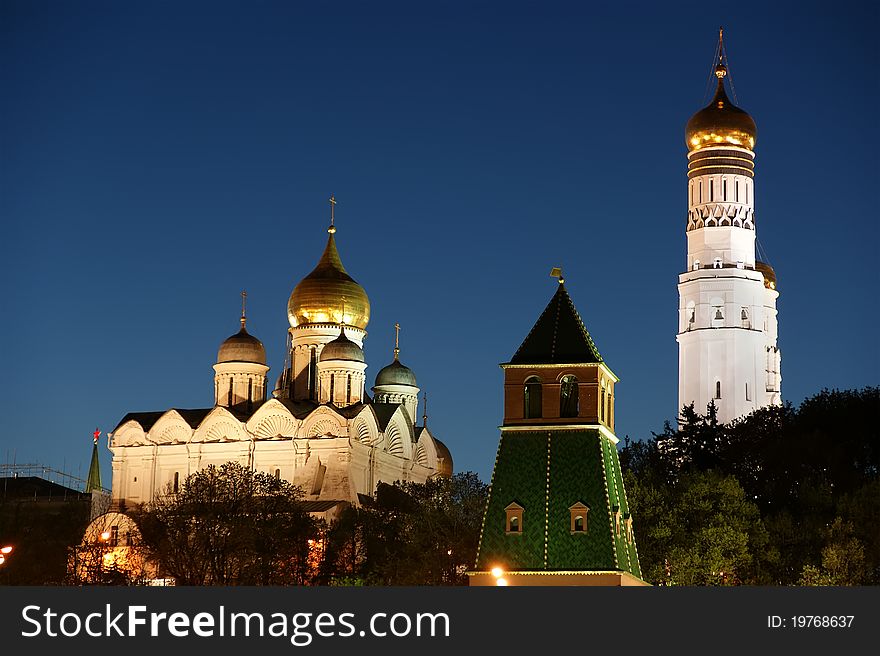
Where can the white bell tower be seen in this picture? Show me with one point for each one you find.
(727, 329)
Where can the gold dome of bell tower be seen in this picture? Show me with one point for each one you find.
(318, 298)
(721, 123)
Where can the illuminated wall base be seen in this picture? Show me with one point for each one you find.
(587, 578)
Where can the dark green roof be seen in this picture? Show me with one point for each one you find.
(547, 472)
(558, 337)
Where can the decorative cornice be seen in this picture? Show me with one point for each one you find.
(540, 428)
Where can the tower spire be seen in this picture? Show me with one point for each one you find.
(93, 480)
(332, 227)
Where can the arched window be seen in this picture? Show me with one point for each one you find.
(313, 373)
(513, 520)
(532, 398)
(568, 397)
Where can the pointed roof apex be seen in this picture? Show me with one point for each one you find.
(93, 481)
(558, 337)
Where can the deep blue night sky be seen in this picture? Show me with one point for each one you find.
(158, 157)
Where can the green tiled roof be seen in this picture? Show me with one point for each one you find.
(559, 336)
(546, 472)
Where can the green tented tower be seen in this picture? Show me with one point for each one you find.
(557, 512)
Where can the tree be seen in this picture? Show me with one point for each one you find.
(812, 473)
(229, 525)
(412, 534)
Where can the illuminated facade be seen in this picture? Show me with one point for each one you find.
(557, 512)
(321, 430)
(727, 324)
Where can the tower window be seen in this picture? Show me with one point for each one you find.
(532, 398)
(578, 512)
(313, 368)
(513, 521)
(568, 397)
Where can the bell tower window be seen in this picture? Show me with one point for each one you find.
(578, 523)
(568, 397)
(513, 521)
(532, 398)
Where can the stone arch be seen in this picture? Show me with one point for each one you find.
(171, 428)
(273, 421)
(131, 433)
(365, 432)
(220, 426)
(323, 422)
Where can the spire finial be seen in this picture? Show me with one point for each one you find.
(332, 227)
(720, 68)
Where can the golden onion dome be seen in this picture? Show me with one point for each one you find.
(721, 123)
(321, 296)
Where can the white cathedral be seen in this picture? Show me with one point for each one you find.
(321, 430)
(727, 326)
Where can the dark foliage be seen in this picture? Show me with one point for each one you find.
(800, 488)
(412, 534)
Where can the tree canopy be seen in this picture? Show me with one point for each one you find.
(783, 496)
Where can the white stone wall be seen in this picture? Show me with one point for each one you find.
(329, 456)
(727, 324)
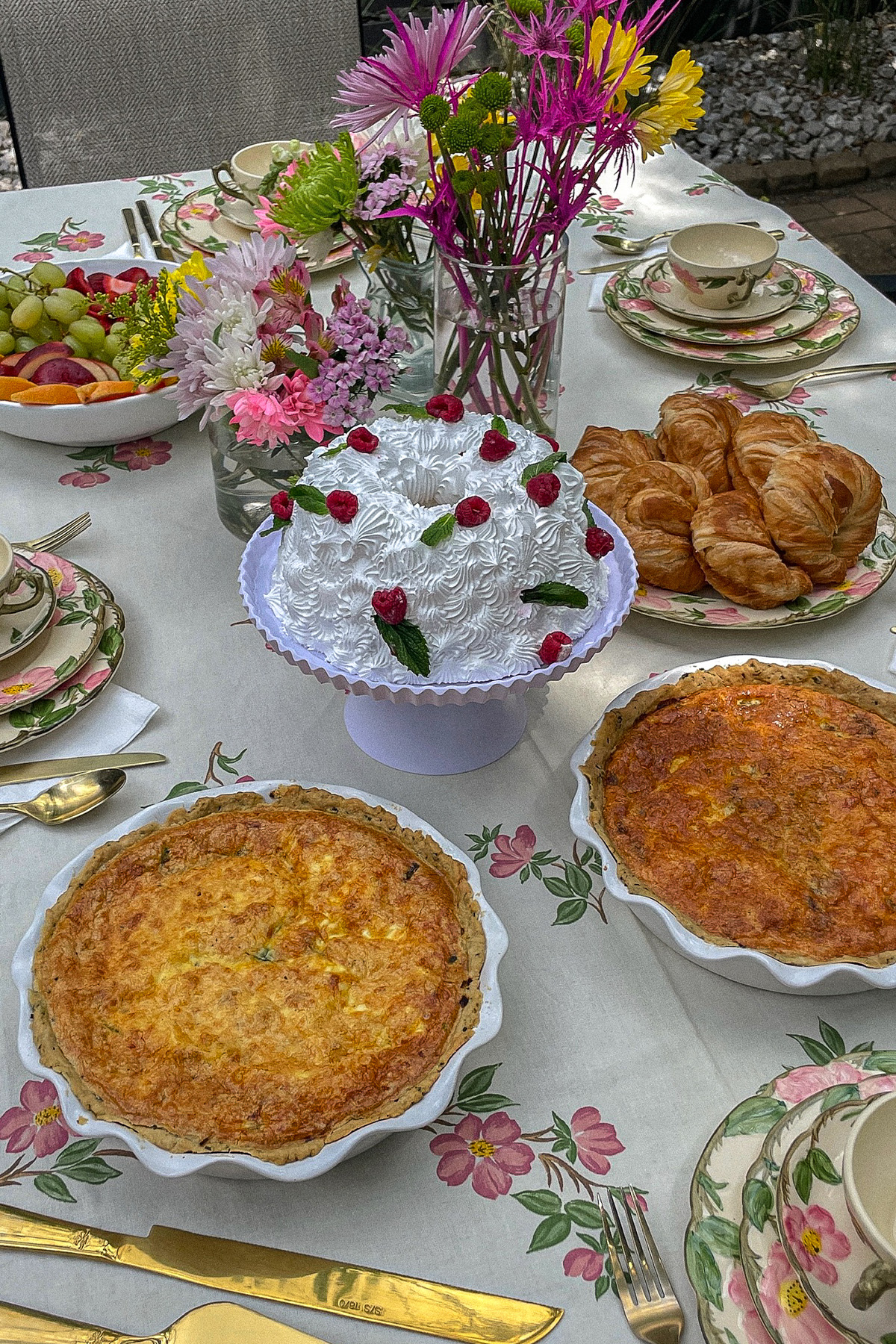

___

• [Work to be completed]: Print every entry verbatim and leave all pictures out.

• [Exercise solution]:
Where can the white bell tower be seen in this picture? Show me with one point for each one you find.
(727, 329)
Where can the gold dome of bell tower be seen in this picture? Show me with one point for each one you find.
(318, 298)
(721, 123)
Where can the illuminated wall base be seen in this picture? Show me with one point for each one you find.
(587, 578)
Where can the dark green roof be seen in this picture? Show me with one point for each one you find.
(547, 472)
(558, 337)
Where can the decorative cornice be seen in this picture? Show me with one point for each one you find.
(540, 428)
Where can the tower spire be seen in this picture? Show me with one point for each one you find.
(93, 480)
(332, 227)
Where can the arched window be seen in this picture? Show me with one point for each one you find.
(313, 373)
(513, 520)
(532, 398)
(568, 397)
Where can the pointed roof apex be seen in this picture? Show me with one point for each one you find.
(93, 481)
(558, 337)
Where can the deep blue night sky be seen in this picture? Show me with one point for each one you find.
(158, 157)
Where can the green tiled roof be seen in this picture? Show me with one point for each one you find.
(559, 336)
(546, 472)
Where can the green tented tower be seen in this picture? Show me with one point for each one you find.
(557, 512)
Where can the tree be seen in this picture? Show me with one point for each one you find.
(812, 473)
(229, 525)
(412, 534)
Where can the illuminated facade be seen in this picture? Show me with one point for each one you find.
(557, 512)
(321, 430)
(727, 324)
Where can the tower window be seen in this picture? Show me with one point for each one you find.
(532, 398)
(578, 512)
(313, 368)
(513, 521)
(568, 397)
Where can the bell tower window be seen in this picture? Show me with one point for each one you find.
(578, 523)
(568, 397)
(513, 521)
(532, 398)
Where can the stone arch be seen in this picture? Show me with one point for each one you find.
(171, 428)
(273, 421)
(131, 433)
(365, 432)
(220, 426)
(323, 422)
Where can the spire finial be seen in this picture? Show me with one point for each one you find.
(332, 227)
(720, 68)
Where can the golden onion dome be seen in this picture? Show me with one point for each one you find.
(721, 123)
(321, 296)
Where can the white cathedral be seen in this picture? Show me with one point for each one you find.
(321, 430)
(727, 326)
Where can the dark foliage be seen in this picture? Show me with one point for each one you find.
(800, 488)
(412, 534)
Where can the tree canopy be seen in this picture? Show me with one point for each one you find.
(783, 496)
Where can the white stone wall be seen in this picture? Show me with one point for each one you find.
(329, 456)
(727, 324)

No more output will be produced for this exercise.